━━━ Records for processing
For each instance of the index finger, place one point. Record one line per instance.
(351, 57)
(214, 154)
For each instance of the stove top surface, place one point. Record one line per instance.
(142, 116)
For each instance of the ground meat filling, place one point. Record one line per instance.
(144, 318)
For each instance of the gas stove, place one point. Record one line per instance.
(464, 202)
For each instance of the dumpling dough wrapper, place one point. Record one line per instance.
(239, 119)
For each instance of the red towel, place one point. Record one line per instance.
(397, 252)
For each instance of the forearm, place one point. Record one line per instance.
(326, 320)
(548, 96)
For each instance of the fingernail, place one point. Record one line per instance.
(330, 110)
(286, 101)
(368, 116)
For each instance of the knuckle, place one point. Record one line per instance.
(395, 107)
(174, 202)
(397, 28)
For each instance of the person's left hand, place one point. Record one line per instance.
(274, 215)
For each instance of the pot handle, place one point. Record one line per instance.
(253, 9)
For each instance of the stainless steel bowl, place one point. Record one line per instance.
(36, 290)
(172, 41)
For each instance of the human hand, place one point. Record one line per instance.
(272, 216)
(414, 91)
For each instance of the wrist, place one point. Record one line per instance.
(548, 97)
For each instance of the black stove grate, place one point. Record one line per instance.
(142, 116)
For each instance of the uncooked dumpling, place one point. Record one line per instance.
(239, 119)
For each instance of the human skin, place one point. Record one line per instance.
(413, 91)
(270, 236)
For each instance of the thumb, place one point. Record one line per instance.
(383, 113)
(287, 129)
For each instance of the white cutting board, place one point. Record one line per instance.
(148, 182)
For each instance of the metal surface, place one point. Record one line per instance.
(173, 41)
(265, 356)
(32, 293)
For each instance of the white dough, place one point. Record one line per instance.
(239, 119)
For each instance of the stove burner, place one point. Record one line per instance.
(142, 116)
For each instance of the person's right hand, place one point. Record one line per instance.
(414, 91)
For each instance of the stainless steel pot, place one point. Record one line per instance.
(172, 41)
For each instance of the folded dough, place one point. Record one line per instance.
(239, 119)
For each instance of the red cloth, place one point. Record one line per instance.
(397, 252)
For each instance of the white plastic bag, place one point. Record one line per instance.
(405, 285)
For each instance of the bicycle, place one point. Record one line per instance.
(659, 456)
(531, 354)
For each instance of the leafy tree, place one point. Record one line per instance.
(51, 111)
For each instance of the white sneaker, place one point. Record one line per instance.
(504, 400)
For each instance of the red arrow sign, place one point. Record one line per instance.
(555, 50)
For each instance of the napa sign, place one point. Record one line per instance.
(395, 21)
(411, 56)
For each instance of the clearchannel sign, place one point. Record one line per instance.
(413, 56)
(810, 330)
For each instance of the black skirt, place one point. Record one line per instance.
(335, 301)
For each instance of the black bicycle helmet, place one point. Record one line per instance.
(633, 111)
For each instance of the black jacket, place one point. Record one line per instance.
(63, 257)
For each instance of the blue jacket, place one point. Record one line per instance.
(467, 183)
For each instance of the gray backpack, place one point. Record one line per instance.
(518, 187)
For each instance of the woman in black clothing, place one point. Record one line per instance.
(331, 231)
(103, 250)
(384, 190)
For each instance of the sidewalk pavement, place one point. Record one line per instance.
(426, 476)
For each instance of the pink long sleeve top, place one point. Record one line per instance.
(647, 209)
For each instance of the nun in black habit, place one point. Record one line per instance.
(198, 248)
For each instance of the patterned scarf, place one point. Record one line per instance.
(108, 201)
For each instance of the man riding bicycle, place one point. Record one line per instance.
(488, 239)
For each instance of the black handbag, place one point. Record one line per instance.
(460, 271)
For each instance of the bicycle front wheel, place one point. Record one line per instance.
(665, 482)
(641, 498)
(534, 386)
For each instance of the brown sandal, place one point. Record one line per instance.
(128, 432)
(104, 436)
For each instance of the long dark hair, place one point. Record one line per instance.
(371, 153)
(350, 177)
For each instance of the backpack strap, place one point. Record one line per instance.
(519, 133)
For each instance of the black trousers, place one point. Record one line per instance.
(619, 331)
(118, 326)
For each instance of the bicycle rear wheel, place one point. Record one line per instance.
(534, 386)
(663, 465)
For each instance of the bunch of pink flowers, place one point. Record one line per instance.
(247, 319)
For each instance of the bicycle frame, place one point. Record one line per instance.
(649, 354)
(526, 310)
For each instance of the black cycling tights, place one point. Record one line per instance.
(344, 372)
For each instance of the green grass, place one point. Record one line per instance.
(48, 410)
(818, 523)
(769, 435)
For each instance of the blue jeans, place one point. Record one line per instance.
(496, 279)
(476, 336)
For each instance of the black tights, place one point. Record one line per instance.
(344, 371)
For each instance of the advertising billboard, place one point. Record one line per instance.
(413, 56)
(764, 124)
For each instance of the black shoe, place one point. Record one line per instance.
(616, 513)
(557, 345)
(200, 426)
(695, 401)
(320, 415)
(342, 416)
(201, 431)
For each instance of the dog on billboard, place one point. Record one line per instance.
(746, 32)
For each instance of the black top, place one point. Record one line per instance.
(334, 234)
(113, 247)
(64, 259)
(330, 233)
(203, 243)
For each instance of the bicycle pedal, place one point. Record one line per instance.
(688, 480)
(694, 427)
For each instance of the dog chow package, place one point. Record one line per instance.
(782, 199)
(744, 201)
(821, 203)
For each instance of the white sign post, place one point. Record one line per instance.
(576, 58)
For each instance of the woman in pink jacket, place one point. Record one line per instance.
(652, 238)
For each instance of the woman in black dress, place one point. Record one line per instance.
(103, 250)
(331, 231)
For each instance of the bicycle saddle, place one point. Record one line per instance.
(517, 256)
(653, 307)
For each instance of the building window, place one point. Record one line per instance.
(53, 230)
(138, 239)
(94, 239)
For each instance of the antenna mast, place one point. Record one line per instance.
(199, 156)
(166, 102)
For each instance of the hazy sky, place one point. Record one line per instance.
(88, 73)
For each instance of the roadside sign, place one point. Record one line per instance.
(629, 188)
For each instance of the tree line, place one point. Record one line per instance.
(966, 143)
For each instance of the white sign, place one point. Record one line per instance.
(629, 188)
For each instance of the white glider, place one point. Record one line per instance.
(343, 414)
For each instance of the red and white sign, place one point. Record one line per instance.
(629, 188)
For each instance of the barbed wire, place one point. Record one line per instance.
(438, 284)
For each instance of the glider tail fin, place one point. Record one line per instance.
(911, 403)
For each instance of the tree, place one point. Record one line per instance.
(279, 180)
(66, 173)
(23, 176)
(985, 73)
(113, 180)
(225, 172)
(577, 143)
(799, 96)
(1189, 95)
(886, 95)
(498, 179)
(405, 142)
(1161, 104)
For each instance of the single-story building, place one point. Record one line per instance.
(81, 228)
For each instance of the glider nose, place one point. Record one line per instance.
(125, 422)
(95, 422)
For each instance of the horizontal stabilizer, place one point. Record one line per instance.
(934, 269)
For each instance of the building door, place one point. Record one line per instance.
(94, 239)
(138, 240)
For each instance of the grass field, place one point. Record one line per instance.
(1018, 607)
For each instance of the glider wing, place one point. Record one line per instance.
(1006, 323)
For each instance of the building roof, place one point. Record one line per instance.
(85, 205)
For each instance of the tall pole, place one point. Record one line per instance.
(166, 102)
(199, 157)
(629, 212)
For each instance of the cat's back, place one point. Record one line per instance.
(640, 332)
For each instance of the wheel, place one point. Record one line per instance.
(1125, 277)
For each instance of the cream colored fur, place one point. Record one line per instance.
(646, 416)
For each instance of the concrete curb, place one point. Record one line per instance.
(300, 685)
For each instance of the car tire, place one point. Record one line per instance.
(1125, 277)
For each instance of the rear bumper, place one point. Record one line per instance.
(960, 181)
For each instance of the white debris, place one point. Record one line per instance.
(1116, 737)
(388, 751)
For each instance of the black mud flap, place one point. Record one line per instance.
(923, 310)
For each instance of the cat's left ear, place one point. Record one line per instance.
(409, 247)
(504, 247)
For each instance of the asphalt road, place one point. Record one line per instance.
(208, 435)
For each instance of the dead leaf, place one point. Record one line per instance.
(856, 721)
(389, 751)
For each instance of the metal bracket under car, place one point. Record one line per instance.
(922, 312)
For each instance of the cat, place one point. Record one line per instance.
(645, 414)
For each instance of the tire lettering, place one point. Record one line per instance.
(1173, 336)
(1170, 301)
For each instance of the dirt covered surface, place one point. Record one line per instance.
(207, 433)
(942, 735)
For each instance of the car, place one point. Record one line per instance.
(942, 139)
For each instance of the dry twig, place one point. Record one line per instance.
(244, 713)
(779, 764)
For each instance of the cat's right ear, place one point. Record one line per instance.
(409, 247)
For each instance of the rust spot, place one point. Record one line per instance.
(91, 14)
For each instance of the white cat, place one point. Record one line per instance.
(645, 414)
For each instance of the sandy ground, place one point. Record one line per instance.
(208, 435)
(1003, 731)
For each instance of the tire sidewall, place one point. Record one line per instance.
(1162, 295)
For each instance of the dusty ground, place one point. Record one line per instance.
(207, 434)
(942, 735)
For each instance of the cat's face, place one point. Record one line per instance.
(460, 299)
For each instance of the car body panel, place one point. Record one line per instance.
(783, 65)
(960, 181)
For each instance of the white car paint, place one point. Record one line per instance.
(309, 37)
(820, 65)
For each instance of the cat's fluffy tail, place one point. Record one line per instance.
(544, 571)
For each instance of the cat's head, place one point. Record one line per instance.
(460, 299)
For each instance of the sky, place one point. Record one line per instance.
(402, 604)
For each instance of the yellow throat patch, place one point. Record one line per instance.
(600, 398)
━━━━━━
> About this task
Starting at the line that contains "For each instance of the car body", retype each line through the last one in the records, both included, and add nothing.

> Written response
For each instance of the car body panel, place one point. Record one line per instance.
(783, 65)
(960, 181)
For each instance of the white car paint, place one point. Record one line per instance.
(309, 37)
(820, 65)
For each instance of the cat's fluffy tail, place one point. Record one line per instance.
(544, 571)
For each instance of the cat's head, place one point. Record one line per instance.
(460, 299)
For each instance of the sky, place one point. Record one line per instance.
(402, 604)
For each instance of the yellow throat patch, place one point. Record one line per instance.
(600, 398)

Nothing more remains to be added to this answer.